##### TASK DATA #####

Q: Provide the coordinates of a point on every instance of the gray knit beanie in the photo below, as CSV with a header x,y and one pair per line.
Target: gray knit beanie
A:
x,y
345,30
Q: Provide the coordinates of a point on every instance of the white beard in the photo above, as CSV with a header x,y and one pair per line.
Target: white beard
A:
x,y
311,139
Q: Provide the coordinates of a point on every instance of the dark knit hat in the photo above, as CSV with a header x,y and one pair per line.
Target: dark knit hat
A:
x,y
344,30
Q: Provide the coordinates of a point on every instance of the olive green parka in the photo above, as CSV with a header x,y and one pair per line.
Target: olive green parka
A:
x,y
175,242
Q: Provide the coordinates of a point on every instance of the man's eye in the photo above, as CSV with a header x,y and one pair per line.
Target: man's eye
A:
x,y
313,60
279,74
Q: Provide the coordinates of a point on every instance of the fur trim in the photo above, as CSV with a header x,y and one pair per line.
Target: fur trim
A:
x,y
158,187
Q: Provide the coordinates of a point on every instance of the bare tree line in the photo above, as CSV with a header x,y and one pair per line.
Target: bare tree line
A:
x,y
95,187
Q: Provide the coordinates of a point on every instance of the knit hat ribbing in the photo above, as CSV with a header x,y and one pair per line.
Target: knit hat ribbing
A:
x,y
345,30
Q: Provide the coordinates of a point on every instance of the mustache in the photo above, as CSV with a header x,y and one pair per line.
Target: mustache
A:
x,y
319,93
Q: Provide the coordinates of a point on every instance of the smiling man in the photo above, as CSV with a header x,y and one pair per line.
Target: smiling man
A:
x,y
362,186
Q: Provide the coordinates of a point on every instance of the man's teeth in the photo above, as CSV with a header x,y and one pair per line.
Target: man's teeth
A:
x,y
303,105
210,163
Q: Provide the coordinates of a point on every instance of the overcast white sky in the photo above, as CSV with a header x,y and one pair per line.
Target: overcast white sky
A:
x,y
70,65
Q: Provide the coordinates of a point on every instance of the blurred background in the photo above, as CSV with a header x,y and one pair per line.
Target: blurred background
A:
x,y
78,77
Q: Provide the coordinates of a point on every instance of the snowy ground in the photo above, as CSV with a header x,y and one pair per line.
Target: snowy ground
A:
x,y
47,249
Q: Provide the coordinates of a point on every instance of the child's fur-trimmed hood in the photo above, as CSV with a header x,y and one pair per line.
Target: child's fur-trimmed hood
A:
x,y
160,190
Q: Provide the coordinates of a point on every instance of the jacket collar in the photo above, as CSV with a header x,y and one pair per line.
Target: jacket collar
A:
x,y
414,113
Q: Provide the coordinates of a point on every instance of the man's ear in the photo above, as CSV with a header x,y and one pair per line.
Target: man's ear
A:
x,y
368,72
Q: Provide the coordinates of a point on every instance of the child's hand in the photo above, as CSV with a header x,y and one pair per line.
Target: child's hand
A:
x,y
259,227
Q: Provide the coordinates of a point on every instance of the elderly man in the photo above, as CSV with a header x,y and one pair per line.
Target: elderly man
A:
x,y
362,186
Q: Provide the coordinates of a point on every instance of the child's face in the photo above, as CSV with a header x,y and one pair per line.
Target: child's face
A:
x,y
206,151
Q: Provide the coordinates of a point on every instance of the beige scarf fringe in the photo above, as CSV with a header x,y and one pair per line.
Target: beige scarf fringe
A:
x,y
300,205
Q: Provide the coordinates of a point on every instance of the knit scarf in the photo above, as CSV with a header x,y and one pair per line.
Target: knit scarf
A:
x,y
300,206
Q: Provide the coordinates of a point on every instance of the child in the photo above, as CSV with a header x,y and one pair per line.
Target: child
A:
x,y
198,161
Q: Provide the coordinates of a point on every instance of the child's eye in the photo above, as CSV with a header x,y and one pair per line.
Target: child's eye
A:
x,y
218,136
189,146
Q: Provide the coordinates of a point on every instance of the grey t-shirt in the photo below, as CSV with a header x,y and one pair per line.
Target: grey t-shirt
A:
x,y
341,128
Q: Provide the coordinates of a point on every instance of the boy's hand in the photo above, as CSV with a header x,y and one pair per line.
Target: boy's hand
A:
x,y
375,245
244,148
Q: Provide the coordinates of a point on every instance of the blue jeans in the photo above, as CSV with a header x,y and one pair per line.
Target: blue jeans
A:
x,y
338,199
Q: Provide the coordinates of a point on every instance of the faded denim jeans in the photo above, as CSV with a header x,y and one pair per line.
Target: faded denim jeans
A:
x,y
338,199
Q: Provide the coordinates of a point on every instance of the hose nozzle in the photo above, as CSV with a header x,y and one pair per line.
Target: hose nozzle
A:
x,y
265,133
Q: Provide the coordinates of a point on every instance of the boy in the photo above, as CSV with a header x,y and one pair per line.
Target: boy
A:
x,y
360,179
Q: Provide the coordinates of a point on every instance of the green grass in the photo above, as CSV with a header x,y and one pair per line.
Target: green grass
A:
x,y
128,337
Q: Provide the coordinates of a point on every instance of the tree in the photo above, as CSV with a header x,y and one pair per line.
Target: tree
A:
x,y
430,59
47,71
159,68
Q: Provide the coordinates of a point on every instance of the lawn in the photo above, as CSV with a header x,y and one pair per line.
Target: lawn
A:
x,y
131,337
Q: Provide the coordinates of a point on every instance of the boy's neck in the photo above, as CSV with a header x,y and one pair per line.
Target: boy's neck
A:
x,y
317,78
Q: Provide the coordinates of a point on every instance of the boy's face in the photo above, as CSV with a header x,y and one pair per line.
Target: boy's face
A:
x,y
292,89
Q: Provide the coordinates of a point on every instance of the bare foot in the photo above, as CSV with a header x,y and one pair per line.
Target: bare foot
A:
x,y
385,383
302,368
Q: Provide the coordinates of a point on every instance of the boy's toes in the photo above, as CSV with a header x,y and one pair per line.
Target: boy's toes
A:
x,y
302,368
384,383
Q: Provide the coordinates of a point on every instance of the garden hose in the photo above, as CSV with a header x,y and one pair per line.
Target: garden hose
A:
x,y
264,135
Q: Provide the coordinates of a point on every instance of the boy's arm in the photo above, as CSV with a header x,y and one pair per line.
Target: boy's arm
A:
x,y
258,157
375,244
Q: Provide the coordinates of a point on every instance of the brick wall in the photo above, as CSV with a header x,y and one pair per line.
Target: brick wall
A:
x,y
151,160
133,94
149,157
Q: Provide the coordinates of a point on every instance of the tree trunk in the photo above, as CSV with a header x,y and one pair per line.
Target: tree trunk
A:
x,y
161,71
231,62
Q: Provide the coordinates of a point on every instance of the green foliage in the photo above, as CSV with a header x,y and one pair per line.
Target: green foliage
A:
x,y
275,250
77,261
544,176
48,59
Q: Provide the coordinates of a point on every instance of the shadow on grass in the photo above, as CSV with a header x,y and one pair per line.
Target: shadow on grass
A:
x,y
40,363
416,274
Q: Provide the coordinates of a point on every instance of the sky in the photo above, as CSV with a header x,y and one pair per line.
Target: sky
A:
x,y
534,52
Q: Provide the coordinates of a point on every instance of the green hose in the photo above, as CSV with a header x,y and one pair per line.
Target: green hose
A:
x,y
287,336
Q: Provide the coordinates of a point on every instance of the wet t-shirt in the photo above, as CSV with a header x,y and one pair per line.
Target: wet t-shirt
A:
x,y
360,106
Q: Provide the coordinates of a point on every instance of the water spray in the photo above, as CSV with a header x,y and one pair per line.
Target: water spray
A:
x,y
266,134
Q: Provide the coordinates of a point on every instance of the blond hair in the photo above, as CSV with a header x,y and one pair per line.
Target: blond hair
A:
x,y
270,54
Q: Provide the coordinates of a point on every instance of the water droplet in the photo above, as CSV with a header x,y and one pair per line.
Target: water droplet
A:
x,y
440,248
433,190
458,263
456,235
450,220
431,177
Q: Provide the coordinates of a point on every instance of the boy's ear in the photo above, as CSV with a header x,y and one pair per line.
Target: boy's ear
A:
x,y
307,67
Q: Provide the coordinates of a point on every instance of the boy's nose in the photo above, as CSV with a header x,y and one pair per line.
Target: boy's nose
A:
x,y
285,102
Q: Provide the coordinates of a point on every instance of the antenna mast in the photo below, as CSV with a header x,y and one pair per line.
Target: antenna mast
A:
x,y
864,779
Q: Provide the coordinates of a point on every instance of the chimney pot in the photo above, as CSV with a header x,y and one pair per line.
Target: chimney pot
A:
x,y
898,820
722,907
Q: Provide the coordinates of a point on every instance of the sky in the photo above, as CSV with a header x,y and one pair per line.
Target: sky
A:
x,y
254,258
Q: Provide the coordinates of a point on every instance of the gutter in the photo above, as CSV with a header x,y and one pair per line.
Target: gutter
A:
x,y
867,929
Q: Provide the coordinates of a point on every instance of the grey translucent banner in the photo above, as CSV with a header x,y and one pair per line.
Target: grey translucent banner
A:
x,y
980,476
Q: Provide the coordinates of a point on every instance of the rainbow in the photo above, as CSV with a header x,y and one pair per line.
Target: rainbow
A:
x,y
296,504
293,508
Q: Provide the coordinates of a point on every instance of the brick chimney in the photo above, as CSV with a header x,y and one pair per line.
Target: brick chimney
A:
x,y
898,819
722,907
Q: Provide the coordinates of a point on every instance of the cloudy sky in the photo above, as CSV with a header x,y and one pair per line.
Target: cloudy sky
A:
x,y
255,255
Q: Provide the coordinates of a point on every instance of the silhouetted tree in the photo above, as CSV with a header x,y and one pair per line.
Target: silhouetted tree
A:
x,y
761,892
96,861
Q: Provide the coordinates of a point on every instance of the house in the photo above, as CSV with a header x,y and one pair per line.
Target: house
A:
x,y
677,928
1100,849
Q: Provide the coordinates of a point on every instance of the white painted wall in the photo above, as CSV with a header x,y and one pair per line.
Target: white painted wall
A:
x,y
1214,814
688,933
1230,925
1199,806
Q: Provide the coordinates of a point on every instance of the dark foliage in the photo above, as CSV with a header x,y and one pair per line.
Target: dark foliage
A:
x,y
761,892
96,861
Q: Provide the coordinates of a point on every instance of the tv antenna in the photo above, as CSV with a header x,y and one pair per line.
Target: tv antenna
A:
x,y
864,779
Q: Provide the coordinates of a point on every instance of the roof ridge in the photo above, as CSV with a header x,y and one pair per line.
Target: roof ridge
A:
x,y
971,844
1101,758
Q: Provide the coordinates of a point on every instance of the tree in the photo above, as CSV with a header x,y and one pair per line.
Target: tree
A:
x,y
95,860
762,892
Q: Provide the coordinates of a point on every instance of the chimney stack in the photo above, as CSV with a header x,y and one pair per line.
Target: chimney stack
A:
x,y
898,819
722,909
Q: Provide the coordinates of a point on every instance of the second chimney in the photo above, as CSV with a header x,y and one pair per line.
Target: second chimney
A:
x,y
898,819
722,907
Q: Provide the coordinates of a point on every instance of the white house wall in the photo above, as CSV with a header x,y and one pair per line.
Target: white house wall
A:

#####

PROBLEM:
All lines from the one with "of the house" through the final line above are to be quoted exactly; quote no other line.

EXPECTED ANSWER:
Q: Provide the coordinates of a point on every instance of the house in the photo above, as CSV with a header x,y and one pair per line.
Target: house
A:
x,y
677,928
1100,849
Q: Provide the coordinates of a point on every instance of the white painted wall in the photo above, as CSV with a header x,y and one pair per line.
Target: white painted wall
A:
x,y
1214,814
688,933
1230,925
1199,806
Q: Provide the coordinates of a point on every instance of the dark foliage in the photo above, as CSV with a header x,y and one pair per line.
Target: dark foliage
A:
x,y
761,892
96,861
Q: Provide the coordinates of a point on every instance of the tv antenna in the photo above, as CSV with a header x,y and one pair per line.
Target: tv antenna
A:
x,y
864,779
Q: Provide the coordinates of a point on every instance of the roof ridge in the photo above, as CSV with a header x,y and one pair per line.
Target: roof ridge
A:
x,y
971,844
1101,758
Q: Provide the coordinates of a point on every instance of the tree in the photo above, as CSV with a header x,y and one pair per line.
Target: tree
A:
x,y
95,860
762,892
Q: Provide the coordinates of a point on every instance of the chimney stack in the photo above, as CSV with a header x,y and one pair per line.
Target: chimney stack
A:
x,y
898,819
722,909
Q: Provide the coordinates of a point on every instance of the second chimney in the photo above, as CSV with a header x,y and one pair per line.
Target: second chimney
A:
x,y
898,819
722,907
Q: Provide the coordinates of a point on every instance of the white house wall in the photo above, as CSV with a header x,y and one pair per line.
Target: white house wall
A:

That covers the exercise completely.